#### Work instructions
Repeat every line below exactly as it reads.

====== Supplied records ======

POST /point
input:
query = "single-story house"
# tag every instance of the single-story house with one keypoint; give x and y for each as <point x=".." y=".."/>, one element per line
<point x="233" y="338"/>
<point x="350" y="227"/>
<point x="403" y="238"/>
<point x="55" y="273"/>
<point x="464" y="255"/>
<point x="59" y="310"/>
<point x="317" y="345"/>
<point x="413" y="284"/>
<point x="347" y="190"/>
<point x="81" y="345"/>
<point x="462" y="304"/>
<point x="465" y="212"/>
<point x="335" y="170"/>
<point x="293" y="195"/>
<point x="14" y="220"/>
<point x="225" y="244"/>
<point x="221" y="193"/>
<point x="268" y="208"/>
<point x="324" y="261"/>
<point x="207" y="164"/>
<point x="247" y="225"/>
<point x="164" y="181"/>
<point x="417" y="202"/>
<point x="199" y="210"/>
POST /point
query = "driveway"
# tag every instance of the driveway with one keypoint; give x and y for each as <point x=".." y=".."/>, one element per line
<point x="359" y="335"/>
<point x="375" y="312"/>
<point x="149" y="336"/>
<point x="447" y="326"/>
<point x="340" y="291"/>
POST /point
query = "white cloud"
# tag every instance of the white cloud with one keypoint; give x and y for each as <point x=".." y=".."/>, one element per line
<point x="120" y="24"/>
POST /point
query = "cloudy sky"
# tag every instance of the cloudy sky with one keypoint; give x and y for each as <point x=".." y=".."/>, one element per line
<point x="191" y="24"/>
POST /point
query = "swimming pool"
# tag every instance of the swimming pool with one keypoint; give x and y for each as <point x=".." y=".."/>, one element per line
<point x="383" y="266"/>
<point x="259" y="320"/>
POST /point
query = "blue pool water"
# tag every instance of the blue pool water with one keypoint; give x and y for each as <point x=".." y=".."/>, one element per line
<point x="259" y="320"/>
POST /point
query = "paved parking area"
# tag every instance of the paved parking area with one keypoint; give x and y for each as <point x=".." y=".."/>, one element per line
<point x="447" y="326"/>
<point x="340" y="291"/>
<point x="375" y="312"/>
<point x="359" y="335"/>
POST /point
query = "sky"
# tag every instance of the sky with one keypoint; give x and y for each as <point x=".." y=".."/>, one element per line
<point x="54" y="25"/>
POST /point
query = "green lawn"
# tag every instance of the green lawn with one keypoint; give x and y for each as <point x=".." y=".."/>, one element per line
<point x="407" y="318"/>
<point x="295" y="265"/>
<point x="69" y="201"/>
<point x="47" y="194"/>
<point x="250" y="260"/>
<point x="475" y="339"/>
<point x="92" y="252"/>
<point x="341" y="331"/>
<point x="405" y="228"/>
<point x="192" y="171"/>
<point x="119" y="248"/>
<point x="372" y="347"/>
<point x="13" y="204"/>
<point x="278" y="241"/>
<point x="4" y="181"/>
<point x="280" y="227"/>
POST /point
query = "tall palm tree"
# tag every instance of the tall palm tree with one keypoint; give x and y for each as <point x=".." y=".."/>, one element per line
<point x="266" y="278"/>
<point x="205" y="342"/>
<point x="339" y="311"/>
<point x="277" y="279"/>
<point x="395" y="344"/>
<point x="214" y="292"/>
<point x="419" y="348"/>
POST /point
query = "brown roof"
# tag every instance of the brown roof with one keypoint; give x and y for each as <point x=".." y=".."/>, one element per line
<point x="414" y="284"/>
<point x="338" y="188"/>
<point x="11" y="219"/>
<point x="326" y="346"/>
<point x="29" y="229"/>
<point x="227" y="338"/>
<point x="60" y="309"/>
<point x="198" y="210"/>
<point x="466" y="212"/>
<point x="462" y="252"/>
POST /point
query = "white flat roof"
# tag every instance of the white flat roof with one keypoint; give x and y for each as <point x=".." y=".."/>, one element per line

======

#### Response below
POST /point
input:
query = "single-story house"
# tag every instance of the single-story house with one keypoint; give x and y for each as <point x=".." y=".."/>, one element per line
<point x="233" y="338"/>
<point x="350" y="227"/>
<point x="403" y="238"/>
<point x="55" y="273"/>
<point x="464" y="255"/>
<point x="59" y="310"/>
<point x="317" y="345"/>
<point x="413" y="284"/>
<point x="347" y="190"/>
<point x="81" y="345"/>
<point x="462" y="304"/>
<point x="465" y="212"/>
<point x="335" y="170"/>
<point x="293" y="195"/>
<point x="14" y="220"/>
<point x="225" y="244"/>
<point x="221" y="193"/>
<point x="268" y="208"/>
<point x="324" y="261"/>
<point x="207" y="164"/>
<point x="247" y="225"/>
<point x="164" y="181"/>
<point x="417" y="202"/>
<point x="199" y="210"/>
POST /point
query = "driveway"
# tag every instance of the driveway with one keypoint; give x and y for each as <point x=".." y=".."/>, one element per line
<point x="359" y="335"/>
<point x="375" y="312"/>
<point x="149" y="336"/>
<point x="447" y="326"/>
<point x="340" y="291"/>
POST /point
query = "white cloud"
# tag every instance of the white cloud with one keypoint; give x and y for each as <point x=".." y=".."/>, one element per line
<point x="120" y="24"/>
POST /point
query = "cloudy sky"
# tag every instance of the cloudy sky with one keypoint; give x and y for each as <point x=".." y=".."/>, one element per line
<point x="191" y="24"/>
POST /point
query = "swimming pool"
# tag every instance of the swimming pool with one keypoint; give x and y for each as <point x=".." y=".."/>, one element per line
<point x="383" y="266"/>
<point x="259" y="320"/>
POST /point
query = "blue pool water"
# tag every instance of the blue pool water with one keypoint; give x and y for each as <point x=".." y=".."/>, one element per line
<point x="259" y="320"/>
POST /point
query = "paved parking area"
# tag every instance of the paved parking area with one keypoint; give x and y for each as <point x=".." y=".."/>, one element per line
<point x="447" y="326"/>
<point x="340" y="291"/>
<point x="375" y="312"/>
<point x="359" y="335"/>
POST /point
query = "sky"
# tag every instance of the sky with one keypoint; give x and y for each as <point x=".." y=".."/>, one element per line
<point x="54" y="25"/>
POST /point
query = "green lawn"
# tag every instance of the green lawn with one keypoint; give x and y for each as <point x=".." y=".."/>, one element per line
<point x="407" y="318"/>
<point x="295" y="265"/>
<point x="69" y="201"/>
<point x="47" y="194"/>
<point x="250" y="260"/>
<point x="475" y="339"/>
<point x="92" y="252"/>
<point x="341" y="331"/>
<point x="405" y="228"/>
<point x="192" y="171"/>
<point x="119" y="248"/>
<point x="372" y="347"/>
<point x="13" y="204"/>
<point x="278" y="241"/>
<point x="4" y="181"/>
<point x="280" y="227"/>
POST /point
query = "tall palm tree"
# tag every instance of the tall palm tree with one keypoint; give x and y for each as <point x=".." y=".."/>, one element per line
<point x="266" y="278"/>
<point x="205" y="342"/>
<point x="339" y="311"/>
<point x="277" y="279"/>
<point x="395" y="344"/>
<point x="214" y="292"/>
<point x="419" y="348"/>
POST /point
query = "brown roof"
# tag every instance of the brown roof with one keypoint; give x and y for each as <point x=".." y=".."/>, one element per line
<point x="414" y="284"/>
<point x="338" y="188"/>
<point x="11" y="219"/>
<point x="326" y="346"/>
<point x="29" y="229"/>
<point x="227" y="338"/>
<point x="60" y="309"/>
<point x="198" y="210"/>
<point x="466" y="212"/>
<point x="462" y="252"/>
POST /point
query = "white flat roof"
# tag every instance of the white flat roof with one keypoint; give x and y for each as <point x=".." y=".."/>, one element per line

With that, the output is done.